▶ _Description of the task_
Every line from the one with "# locate concrete sidewalk: put" through the final line of the data below goes in the answer, copied exactly. Pictures do not.

▶ _Supplied material_

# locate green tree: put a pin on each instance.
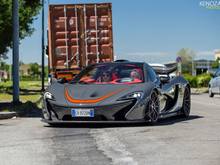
(4, 66)
(187, 55)
(28, 9)
(35, 69)
(215, 65)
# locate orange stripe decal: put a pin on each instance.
(78, 101)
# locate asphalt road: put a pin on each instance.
(196, 141)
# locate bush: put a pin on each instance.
(198, 81)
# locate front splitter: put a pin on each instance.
(87, 122)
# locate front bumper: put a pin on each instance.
(129, 110)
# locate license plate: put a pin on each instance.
(82, 113)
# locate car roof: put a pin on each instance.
(124, 62)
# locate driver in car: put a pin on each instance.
(105, 77)
(136, 75)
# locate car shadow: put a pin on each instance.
(161, 122)
(177, 119)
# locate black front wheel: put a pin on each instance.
(186, 102)
(152, 112)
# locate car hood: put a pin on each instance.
(93, 94)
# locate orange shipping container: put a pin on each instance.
(79, 35)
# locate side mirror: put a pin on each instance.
(164, 79)
(62, 80)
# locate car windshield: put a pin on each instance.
(111, 73)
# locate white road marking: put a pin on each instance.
(112, 147)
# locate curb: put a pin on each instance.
(7, 115)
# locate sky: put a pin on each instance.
(147, 30)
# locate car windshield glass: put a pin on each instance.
(111, 74)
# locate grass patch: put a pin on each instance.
(30, 97)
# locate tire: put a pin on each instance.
(186, 102)
(210, 92)
(152, 113)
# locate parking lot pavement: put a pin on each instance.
(171, 141)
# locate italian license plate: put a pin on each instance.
(82, 113)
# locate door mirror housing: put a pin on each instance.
(164, 79)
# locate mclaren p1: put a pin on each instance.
(117, 92)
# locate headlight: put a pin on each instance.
(48, 95)
(134, 95)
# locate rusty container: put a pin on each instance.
(79, 35)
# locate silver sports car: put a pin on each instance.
(117, 91)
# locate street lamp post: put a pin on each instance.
(42, 48)
(15, 51)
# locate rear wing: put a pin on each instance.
(165, 69)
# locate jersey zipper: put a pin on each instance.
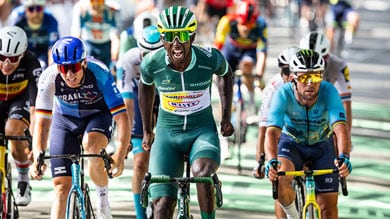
(307, 125)
(183, 87)
(6, 87)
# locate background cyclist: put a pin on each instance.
(40, 26)
(77, 97)
(336, 69)
(97, 22)
(128, 74)
(182, 73)
(242, 39)
(303, 116)
(341, 14)
(20, 71)
(277, 81)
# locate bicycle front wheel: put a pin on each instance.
(12, 209)
(74, 211)
(88, 205)
(312, 212)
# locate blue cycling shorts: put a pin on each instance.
(65, 137)
(321, 155)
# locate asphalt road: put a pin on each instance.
(246, 197)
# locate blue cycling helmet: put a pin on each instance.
(149, 39)
(68, 50)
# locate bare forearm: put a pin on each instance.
(225, 87)
(260, 142)
(146, 100)
(41, 134)
(342, 138)
(123, 133)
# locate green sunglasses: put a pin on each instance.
(182, 36)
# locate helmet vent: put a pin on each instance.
(16, 47)
(9, 45)
(66, 53)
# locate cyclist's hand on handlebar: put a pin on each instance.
(271, 169)
(344, 165)
(259, 169)
(260, 83)
(34, 173)
(227, 128)
(147, 141)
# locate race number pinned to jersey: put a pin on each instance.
(185, 102)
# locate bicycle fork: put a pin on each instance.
(3, 166)
(183, 206)
(75, 187)
(311, 209)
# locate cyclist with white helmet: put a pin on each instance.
(303, 117)
(128, 74)
(277, 81)
(128, 37)
(40, 26)
(20, 71)
(336, 69)
(78, 97)
(182, 73)
(97, 22)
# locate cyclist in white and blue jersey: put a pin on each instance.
(303, 117)
(77, 96)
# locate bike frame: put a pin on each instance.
(77, 176)
(311, 209)
(5, 168)
(183, 193)
(77, 170)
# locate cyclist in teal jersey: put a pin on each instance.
(303, 117)
(182, 74)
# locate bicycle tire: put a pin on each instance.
(311, 212)
(298, 185)
(89, 214)
(12, 209)
(238, 132)
(74, 208)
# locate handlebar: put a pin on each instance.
(75, 159)
(308, 173)
(148, 179)
(26, 137)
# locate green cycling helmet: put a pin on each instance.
(176, 18)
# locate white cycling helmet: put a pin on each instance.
(306, 60)
(143, 20)
(316, 41)
(150, 39)
(286, 54)
(33, 2)
(13, 41)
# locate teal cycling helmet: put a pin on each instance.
(13, 41)
(149, 39)
(316, 41)
(68, 50)
(306, 60)
(286, 54)
(176, 18)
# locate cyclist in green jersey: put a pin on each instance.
(182, 74)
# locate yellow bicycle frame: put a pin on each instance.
(3, 166)
(310, 188)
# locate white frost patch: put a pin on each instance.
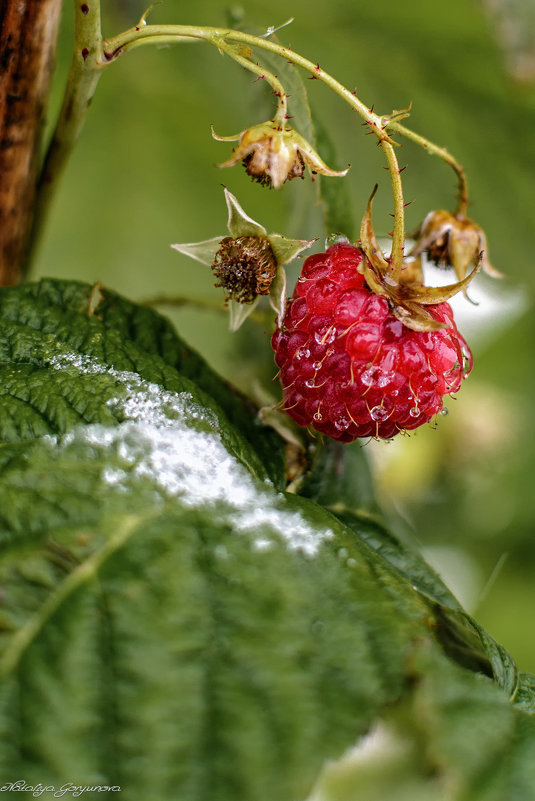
(156, 442)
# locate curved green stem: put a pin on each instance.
(442, 153)
(398, 233)
(221, 39)
(279, 91)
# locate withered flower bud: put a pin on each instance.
(453, 241)
(273, 155)
(245, 267)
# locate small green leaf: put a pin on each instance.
(201, 251)
(239, 223)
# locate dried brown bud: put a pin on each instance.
(272, 155)
(245, 267)
(453, 241)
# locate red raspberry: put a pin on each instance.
(348, 367)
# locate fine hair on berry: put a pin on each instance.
(348, 367)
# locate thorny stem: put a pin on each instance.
(441, 152)
(86, 68)
(220, 38)
(92, 54)
(281, 114)
(398, 234)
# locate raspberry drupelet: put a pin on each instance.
(349, 368)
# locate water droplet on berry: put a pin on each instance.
(325, 335)
(384, 380)
(379, 413)
(342, 424)
(336, 239)
(369, 377)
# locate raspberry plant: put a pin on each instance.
(172, 565)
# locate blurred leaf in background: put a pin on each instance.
(143, 177)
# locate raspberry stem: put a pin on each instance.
(441, 152)
(281, 114)
(92, 54)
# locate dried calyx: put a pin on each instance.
(407, 294)
(248, 263)
(452, 240)
(272, 154)
(245, 267)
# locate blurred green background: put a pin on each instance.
(143, 176)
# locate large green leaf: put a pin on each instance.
(174, 624)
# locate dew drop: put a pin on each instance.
(335, 239)
(379, 413)
(342, 424)
(369, 377)
(325, 335)
(384, 380)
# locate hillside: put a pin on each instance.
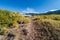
(47, 13)
(15, 26)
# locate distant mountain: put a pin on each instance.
(47, 13)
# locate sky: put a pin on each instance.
(30, 6)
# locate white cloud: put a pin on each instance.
(29, 10)
(54, 10)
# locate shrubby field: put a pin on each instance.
(49, 24)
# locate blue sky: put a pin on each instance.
(30, 6)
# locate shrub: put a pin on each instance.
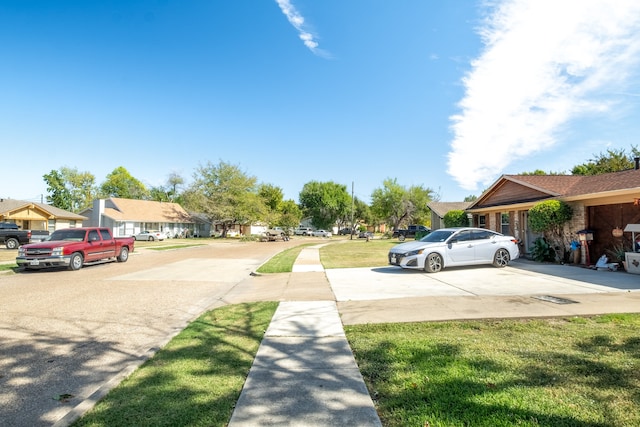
(541, 251)
(456, 218)
(549, 218)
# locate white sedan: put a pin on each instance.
(150, 235)
(449, 247)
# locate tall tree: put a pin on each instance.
(399, 205)
(174, 181)
(325, 202)
(280, 212)
(58, 193)
(225, 194)
(70, 189)
(120, 183)
(614, 160)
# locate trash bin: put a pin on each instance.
(421, 234)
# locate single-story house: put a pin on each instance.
(440, 209)
(37, 216)
(603, 204)
(127, 217)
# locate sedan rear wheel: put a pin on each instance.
(501, 258)
(124, 255)
(433, 263)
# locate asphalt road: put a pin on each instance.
(64, 333)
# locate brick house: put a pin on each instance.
(601, 203)
(127, 217)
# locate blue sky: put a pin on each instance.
(445, 94)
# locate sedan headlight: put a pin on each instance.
(416, 252)
(57, 251)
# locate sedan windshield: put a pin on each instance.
(437, 236)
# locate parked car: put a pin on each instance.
(321, 233)
(73, 247)
(346, 231)
(303, 231)
(449, 247)
(150, 235)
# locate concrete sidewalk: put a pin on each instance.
(304, 373)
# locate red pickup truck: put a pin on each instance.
(72, 247)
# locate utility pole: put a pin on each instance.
(351, 231)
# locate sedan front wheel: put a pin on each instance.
(501, 258)
(433, 263)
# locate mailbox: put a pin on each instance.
(585, 235)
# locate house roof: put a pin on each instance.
(441, 208)
(9, 206)
(509, 189)
(145, 210)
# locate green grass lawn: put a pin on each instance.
(196, 379)
(579, 371)
(538, 372)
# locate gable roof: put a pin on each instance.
(511, 189)
(10, 206)
(145, 211)
(441, 208)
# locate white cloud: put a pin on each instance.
(297, 21)
(545, 63)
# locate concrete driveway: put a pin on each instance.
(519, 278)
(523, 289)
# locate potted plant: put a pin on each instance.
(617, 254)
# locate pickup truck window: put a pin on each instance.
(72, 235)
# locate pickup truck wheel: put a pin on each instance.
(76, 261)
(124, 255)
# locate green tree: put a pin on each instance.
(549, 218)
(225, 194)
(58, 193)
(290, 214)
(120, 183)
(174, 181)
(169, 191)
(70, 189)
(398, 205)
(280, 212)
(614, 160)
(456, 218)
(325, 202)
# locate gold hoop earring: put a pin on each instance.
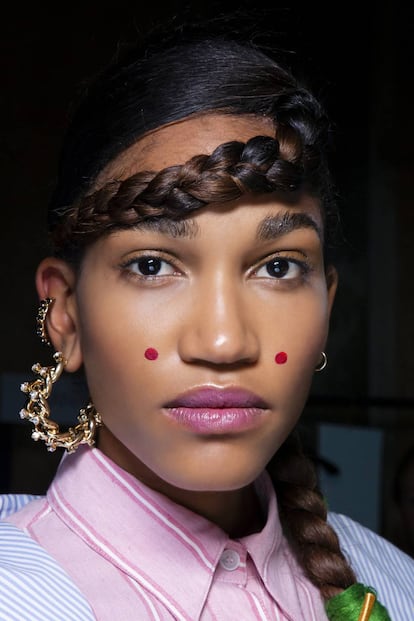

▶ _Task result_
# locate concrete sidewalk: put a pin on each instance.
(304, 373)
# locate red pickup truck: put a pin on each instance.
(72, 247)
# locate utility pole: put a pin on each instance.
(351, 231)
# locate sedan front wheel: put a pin on each instance.
(501, 258)
(433, 263)
# locate mailbox: put a pin on each instance.
(585, 235)
# locate house roof: put a pin on each instance.
(441, 208)
(9, 206)
(509, 189)
(145, 210)
# locate green grass lawn: put a pin on each instance.
(196, 379)
(579, 371)
(538, 372)
# locate gable roof: put a pin on each instance.
(511, 189)
(10, 206)
(145, 211)
(441, 208)
# locate white cloud: put a pin on each instance.
(297, 21)
(545, 63)
# locate concrete driveway: put a pin on each instance.
(519, 278)
(523, 289)
# locate potted plant: put a pin on each instance.
(617, 254)
# locate pickup truck window: put a pin on each instance.
(72, 235)
# locate pickup truck wheel: put a pin on each instance.
(76, 261)
(124, 255)
# locate green tree: put a pin on each instance.
(549, 218)
(225, 194)
(58, 193)
(290, 214)
(120, 183)
(174, 181)
(169, 191)
(70, 189)
(398, 205)
(280, 212)
(614, 160)
(456, 218)
(325, 202)
# locate gold hoop earring: put a pin on each instance.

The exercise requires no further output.